■ **What you have to do**
Continue the text about civil rights sites in Montgomery from where it stops.

■ **Excerpt to read**

Juxtaposition and proximity


A few blocks away in Montgomery is Dexter Avenue King Memorial Baptist Church, where Rev. Martin Luther King, Jr. began his work as a young pastor. It was in this sanctuary where the Montgomery bus boycott was launched in December of 1955, with King as the leader. 

The most vivid reminder of that seminal event in the civil rights movement was not here, though. It was in the National Civil Rights Museum in Memphis where you can get on a bus and hear the driver order Rosa Parks to move to the back of the bus or face arrest. Then you can see the black residents of Montgomery walking to work as they boycotted the city buses until they were integrated a year later. One of the African-America women with us said as she heard the driver’s voice on the bus, she just began to cry. It made it all so real. 

We had a chance to worship with the congregation at Dexter Avenue Baptist Church on Sunday morning. The woman in the pew behind us had been a member there when King was the pastor. About half the folks there on this morning were visitors - typical of the attendance these days we were told. They came from the Netherlands and from New Zealand as well as from 10 states stretching from Maine to Oregon, from Minnesota to Louisiana. 

What struck me was the proximity of the church to the Alabama state Capitol. They are just two blocks apart. In the block between the church and the Capitol is a fading marker erected in 1942 that says of Dexter Avenue: “Along this street moved the inaugural parade of Jefferson Davis when he took the oath of office as president of the Confederate States of America, February 18, 1861. “Dixie” was played as a band arrangement for the first time on this occasion.” (The church was not built until the 1880s.) 

As you go up Dexter Avenue to the Capitol, you are greeted by a statue of Jefferson Davis at the entrance. On the other side of the capitol is the “Confederate White House” where Davis lived until the Confederate capital moved to Richmond, Virginia in the summer of 1861.

Montgomery is a city where slavery, the Confederacy and the civil rights movement all bump up against each other in close quarters. It is also the city where the National Memorial for Peace and Justice opened this year.

The Memorial is a stark commemoration of the thousands of African Americans lynched in this country as white people tried to maintain their dominance when black people began to assert their freedom in the aftermath of the Civil War. There were 4,400 documented lynchings between 1877 and 1950 and many more that are lost in the shadows of history.

■ **Entries provided**

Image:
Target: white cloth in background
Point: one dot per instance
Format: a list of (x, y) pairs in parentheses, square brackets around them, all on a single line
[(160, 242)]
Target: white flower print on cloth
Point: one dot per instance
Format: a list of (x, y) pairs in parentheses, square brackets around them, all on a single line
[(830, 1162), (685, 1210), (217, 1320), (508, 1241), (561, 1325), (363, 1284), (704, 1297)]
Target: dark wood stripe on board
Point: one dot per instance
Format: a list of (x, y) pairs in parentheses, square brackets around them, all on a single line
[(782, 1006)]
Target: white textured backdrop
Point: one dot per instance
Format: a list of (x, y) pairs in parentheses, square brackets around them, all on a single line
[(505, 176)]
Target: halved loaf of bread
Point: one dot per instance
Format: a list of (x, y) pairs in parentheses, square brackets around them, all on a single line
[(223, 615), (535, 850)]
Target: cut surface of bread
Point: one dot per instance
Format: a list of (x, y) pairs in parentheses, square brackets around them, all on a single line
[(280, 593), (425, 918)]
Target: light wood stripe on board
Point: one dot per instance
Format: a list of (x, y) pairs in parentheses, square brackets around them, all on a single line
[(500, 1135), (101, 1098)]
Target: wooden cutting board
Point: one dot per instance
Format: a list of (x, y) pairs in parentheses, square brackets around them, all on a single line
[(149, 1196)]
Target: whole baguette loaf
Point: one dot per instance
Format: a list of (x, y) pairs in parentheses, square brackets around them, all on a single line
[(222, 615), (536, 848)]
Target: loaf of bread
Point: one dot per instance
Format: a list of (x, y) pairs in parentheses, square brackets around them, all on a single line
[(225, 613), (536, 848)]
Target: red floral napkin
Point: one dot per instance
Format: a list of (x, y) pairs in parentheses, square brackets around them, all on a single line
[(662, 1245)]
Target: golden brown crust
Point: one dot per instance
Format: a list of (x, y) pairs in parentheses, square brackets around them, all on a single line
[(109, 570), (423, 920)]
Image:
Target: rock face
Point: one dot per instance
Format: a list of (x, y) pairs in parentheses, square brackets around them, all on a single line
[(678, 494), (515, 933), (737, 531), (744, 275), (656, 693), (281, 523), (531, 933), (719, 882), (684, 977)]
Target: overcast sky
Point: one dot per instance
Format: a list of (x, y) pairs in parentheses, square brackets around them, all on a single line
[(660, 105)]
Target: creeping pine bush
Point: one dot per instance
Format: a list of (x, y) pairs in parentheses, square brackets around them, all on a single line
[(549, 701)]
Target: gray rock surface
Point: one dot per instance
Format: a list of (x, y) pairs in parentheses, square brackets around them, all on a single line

■ **Exercise answer**
The hanging concrete slabs list those lynched in many, many counties, in many, many states. They are not all in the South. There were three lynchings noted in northern Minnesota, others in Michigan and Indiana, in Colorado and California, in Delaware and New York.


There is a stark inscription on one wall:

For the hanged and beaten.

For the  shot, drowned, and burned.

For the tortured, tormented and terrorized.
For those abandoned by the rule of law.

We will remember.

With hope because hopelessness is the enemy of justice.
With courage because peace requires bravery.
With persistence because justice is a constant struggle.
With faith because we shall overcome.

This is a somber place, softened a bit by the grassy hills, by a garden, by a grove named in honor of Ida B. Wells, the African-American  journalist who documented so many of the lynchings that she called “our country’s national crime.”

And it is more than a place of history. As you leave, you pass a sculpture from 2016 called “Raise Up” with black men and women, short and tall, emerging from a concrete wall with their hands up - a reminder of the continuing racial discrimination against people of color by law enforcement and the criminal justice system. 


The struggles continue


That was a vivid reminder that the work of the civil rights movement is far from over. We saw evidence of that in our stops along the way.

In Memphis, we visited the Stax Museum of American Soul Music, once the vibrant hub for artists like Otis Redding (who died in a plane crash in Madison in 1967), Sam and Dave, Booker T and the MGs, the Staples Singers.  It was a rare place in the South where blacks and whites could work together creating hit and hit. The record business eventually collapsed, but now the museum not only captures the story of that era but plays a vital role in the community with the Stax Music Academy and the Soulsville Charter School.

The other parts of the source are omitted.